## Written instruction 1
Decide whether each statement below agrees with the St. John article, answering yes or no and quoting the words from the article that settle it. (a) Lavasseur's office is located in San Juan, Puerto Rico. (b) The July 20 meeting and Thursday's meeting took place in different venues. (c) Plaskett is serving her first term.
## Written instruction 2
Answer these questions using the St. John article.
(a) Which organization held the community meeting on July 20?
(b) Under the re-alignment, whom does Randy Lavasseur directly supervise?
(c) On which House subcommittee is Plaskett the ranking Democrat?

## Text

***

St. John Residents Take National Park to Task for Decades of Disharmony

From left, V.I. National Park Superintendent Jayne Schaeffer, Delegate to Congress Stacey Plaskett, NPS Southeast Regional Director Stan Austin, and Caribbean Parks Superintendent Randy Lavasseur face a community meeting Thursday on St. John.
From left, V.I. National Park Superintendent Jayne Schaeffer, Delegate to Congress Stacey Plaskett, NPS Southeast Regional Director Stan Austin, and Caribbean Parks Superintendent Randy Lavasseur face a community meeting Thursday on St. John.

A packed room of St. John residents gathered Thursday, for the second time in two weeks, to address National Park management on a host of perennial issues, including land-boundary disputes, scarce local hiring, and what many see as insensitive interpretation and enforcement policies.

On July 20, the grass-roots organization V.I. Unity Day Group held a community meeting with park officials in response to word that the U.S. National Park Service’s holdings in the Virgin Islands and Puerto Rico would be undergoing an administrative “re-alignment.” (See Related Link: Virgin Islanders Blindsided By Shift in NPS Authority Structure.)

Among the purposes of July’s meeting was to introduce St. John residents to the newly-appointed Caribbean Parks Superintendent Randy Lavasseur, who under the terms of the re-alignment is now the direct supervisor of superintendents on St. Croix and St. John. Lavasseur’s office is based in San Juan, Puerto Rico.

Delegate to Congress Stacey Plaskett attempted to have that meeting postponed so that both she and NPS Southeast Regional Director Stan Austin would be able to attend. Instead St. John ended up with two meetings, the July 20 meeting and Thursday’s, both held at the Cleone H. Creque Legislative Conference Room at St. John’s legislature annex.

In her second term, Plaskett is the ranking Democrat on the House Subcommittee on the Interior, Energy and Environment, and has been vocal about the need for the NPS to be a better, more communicative partner with communities in the V.I.

***

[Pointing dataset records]
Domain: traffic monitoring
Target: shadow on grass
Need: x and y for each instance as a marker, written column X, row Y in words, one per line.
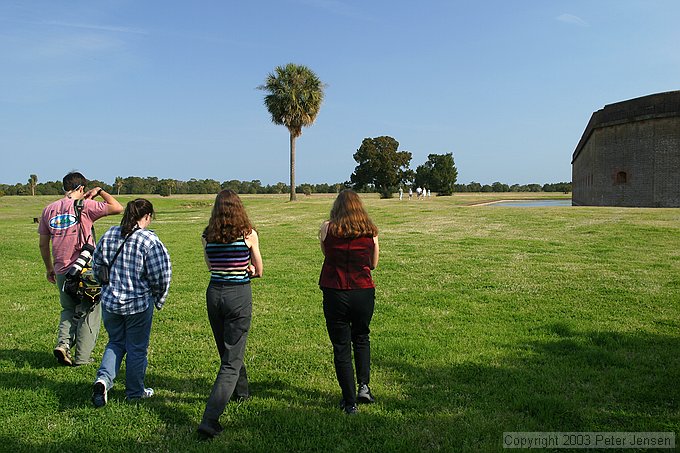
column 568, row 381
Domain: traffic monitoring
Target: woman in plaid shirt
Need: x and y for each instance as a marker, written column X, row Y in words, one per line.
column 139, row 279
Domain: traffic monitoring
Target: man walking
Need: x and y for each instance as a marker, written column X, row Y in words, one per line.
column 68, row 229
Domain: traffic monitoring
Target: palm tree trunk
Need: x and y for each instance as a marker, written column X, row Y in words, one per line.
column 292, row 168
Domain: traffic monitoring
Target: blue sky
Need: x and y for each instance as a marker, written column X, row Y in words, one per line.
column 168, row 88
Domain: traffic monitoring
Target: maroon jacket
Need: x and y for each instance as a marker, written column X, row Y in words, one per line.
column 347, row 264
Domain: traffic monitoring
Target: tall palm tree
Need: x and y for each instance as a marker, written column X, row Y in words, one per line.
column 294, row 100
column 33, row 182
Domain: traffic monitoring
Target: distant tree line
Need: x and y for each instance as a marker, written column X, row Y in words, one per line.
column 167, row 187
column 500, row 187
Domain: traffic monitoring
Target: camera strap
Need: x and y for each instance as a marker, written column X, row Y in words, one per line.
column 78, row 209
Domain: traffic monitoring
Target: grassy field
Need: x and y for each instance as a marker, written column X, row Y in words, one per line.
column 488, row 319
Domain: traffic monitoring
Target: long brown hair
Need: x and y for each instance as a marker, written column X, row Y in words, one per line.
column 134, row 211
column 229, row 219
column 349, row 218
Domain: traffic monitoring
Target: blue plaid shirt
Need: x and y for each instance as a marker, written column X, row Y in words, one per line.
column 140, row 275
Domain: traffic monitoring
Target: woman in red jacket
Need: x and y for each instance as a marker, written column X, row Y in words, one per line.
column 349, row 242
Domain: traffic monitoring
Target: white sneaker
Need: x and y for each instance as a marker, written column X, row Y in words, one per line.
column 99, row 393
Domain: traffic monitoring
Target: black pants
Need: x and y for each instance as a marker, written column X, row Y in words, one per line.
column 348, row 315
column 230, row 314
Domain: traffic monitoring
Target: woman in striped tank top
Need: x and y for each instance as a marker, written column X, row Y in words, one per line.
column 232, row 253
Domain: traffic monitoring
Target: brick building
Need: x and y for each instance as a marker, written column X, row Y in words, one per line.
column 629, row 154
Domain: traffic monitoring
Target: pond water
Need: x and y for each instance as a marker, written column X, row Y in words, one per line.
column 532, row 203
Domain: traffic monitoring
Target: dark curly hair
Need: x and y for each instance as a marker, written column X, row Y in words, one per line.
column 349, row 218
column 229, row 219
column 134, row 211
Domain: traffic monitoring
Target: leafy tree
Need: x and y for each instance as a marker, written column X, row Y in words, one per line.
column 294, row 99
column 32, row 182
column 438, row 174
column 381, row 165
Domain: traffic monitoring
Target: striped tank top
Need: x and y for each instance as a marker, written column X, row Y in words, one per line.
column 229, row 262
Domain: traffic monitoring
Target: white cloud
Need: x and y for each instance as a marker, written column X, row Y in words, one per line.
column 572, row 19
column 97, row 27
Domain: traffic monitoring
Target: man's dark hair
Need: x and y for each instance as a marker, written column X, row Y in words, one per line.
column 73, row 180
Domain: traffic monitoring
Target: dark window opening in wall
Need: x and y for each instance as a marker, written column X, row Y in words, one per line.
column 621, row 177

***

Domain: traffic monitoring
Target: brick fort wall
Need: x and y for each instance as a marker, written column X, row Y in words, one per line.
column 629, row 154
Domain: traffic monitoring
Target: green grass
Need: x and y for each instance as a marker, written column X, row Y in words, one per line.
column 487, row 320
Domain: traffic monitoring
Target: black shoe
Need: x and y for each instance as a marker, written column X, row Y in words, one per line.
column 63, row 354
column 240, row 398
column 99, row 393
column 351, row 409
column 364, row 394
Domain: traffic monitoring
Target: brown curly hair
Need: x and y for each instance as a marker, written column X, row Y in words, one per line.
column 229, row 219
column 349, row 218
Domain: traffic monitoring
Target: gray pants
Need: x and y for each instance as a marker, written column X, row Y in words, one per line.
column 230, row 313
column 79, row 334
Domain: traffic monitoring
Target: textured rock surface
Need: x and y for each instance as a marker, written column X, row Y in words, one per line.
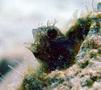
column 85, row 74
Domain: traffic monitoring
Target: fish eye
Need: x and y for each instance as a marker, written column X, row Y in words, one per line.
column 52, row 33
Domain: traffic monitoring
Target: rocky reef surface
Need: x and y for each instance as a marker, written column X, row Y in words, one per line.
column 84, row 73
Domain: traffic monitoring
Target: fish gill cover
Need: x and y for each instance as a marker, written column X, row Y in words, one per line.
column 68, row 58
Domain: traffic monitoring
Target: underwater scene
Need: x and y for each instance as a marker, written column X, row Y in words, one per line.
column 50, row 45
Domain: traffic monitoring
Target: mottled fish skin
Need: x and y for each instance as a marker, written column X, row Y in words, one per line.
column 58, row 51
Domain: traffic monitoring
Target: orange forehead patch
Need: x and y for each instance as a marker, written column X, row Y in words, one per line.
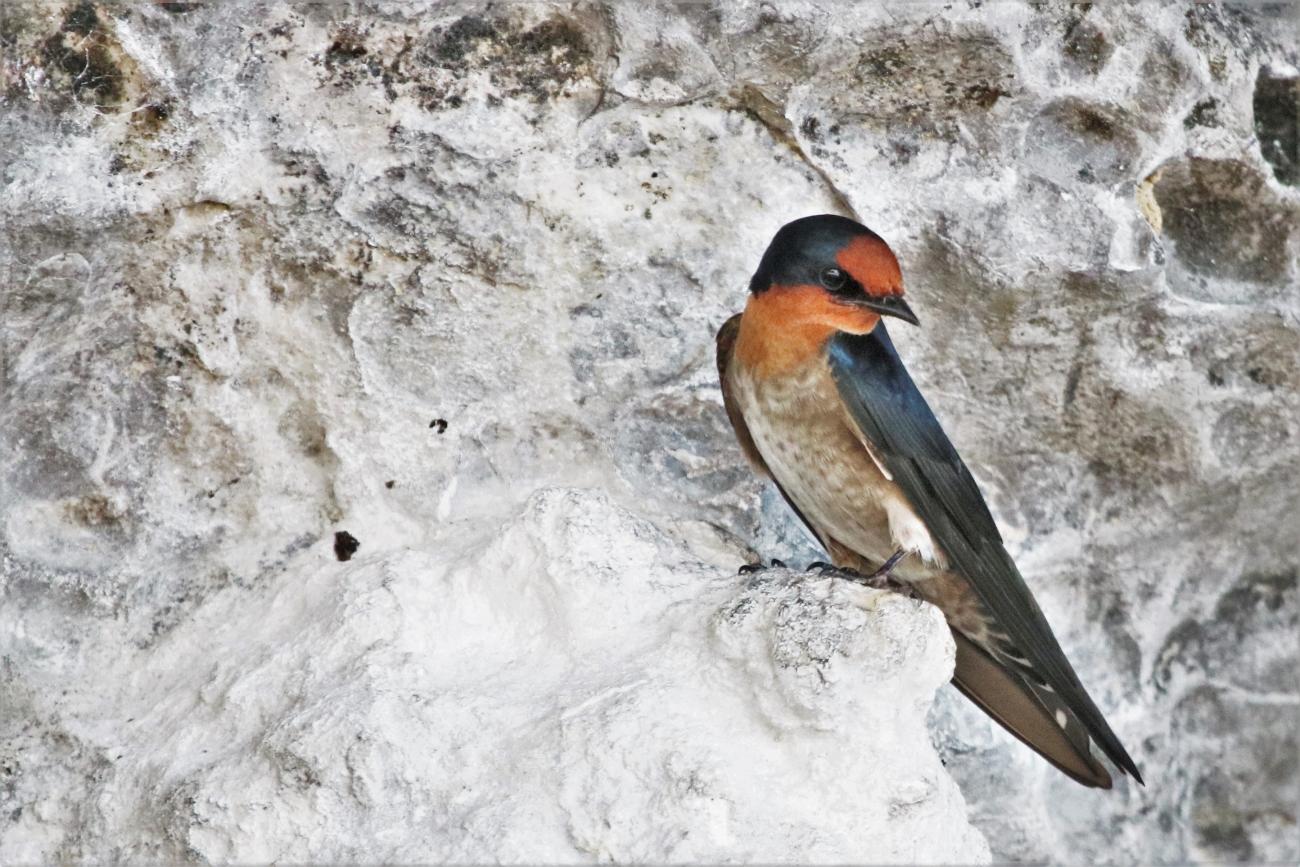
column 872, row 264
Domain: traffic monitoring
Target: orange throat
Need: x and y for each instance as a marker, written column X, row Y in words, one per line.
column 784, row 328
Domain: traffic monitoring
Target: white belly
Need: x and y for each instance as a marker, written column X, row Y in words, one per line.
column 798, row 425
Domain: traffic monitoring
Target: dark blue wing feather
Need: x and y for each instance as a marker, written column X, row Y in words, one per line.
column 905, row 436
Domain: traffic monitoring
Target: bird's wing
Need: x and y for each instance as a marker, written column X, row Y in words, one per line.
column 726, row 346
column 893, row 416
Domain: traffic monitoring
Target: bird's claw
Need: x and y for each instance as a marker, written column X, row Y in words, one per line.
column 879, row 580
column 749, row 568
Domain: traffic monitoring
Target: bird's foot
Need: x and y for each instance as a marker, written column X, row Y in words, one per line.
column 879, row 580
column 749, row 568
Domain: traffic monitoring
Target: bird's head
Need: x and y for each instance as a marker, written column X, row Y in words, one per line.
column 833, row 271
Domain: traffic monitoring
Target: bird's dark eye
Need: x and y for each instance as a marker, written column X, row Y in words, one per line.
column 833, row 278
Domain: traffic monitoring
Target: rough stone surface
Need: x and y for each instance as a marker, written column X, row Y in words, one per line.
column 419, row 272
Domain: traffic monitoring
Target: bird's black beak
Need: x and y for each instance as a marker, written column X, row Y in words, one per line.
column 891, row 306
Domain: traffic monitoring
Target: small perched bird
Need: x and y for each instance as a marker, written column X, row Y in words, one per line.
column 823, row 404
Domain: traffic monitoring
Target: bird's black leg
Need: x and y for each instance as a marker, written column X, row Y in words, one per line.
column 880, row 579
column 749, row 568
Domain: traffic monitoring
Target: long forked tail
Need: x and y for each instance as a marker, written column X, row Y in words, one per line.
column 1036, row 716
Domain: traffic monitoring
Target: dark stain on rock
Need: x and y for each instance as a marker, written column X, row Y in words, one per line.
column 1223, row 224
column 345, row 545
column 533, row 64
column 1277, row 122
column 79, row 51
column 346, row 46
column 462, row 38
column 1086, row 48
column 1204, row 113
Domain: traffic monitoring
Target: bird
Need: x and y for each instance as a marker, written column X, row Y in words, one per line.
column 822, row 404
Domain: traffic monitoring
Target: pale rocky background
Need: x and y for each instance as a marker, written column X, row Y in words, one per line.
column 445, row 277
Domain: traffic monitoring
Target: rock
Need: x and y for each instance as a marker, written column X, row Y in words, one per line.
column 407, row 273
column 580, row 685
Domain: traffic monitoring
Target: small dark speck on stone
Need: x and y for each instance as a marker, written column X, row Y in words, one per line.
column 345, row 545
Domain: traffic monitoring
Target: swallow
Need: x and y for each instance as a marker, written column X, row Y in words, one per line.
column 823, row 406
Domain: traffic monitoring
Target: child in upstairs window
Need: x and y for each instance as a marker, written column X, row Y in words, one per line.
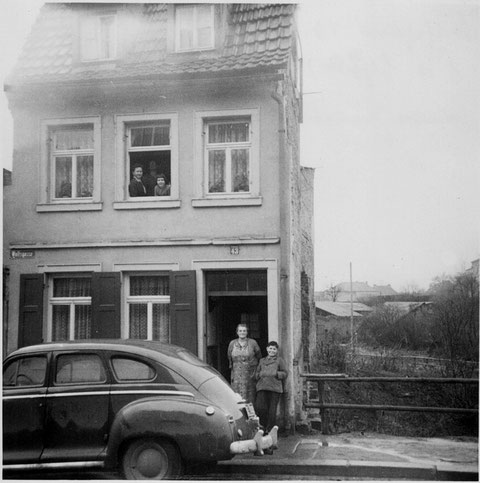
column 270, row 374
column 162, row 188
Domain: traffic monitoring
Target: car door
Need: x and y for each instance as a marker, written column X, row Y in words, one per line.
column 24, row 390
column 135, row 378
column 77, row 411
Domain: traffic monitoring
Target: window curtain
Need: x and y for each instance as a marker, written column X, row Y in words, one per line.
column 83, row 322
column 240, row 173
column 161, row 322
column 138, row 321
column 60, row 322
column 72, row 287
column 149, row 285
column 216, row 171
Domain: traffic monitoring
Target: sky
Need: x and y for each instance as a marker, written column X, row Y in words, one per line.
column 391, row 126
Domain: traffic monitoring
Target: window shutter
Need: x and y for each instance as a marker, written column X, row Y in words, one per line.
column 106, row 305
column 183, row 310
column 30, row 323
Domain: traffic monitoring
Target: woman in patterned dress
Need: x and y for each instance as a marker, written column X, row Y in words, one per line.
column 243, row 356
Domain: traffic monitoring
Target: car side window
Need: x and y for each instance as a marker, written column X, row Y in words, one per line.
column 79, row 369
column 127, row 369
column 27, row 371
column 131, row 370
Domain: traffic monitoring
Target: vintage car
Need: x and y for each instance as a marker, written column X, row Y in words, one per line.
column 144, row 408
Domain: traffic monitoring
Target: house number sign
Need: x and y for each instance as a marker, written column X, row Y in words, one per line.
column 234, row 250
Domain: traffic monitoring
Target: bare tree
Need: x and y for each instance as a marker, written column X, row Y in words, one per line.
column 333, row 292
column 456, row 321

***

## Full response 1
(a) Yes: "Lavasseur’s office is based in San Juan, Puerto Rico."
(b) No: "both held at the Cleone H. Creque Legislative Conference Room at St. John’s legislature annex."
(c) No: "In her second term, Plaskett is the ranking Democrat on the House Subcommittee on the Interior, Energy and Environment"

## Full response 2
(a) The grass-roots organization V.I. Unity Day Group.
(b) The superintendents on St. Croix and St. John.
(c) The House Subcommittee on the Interior, Energy and Environment.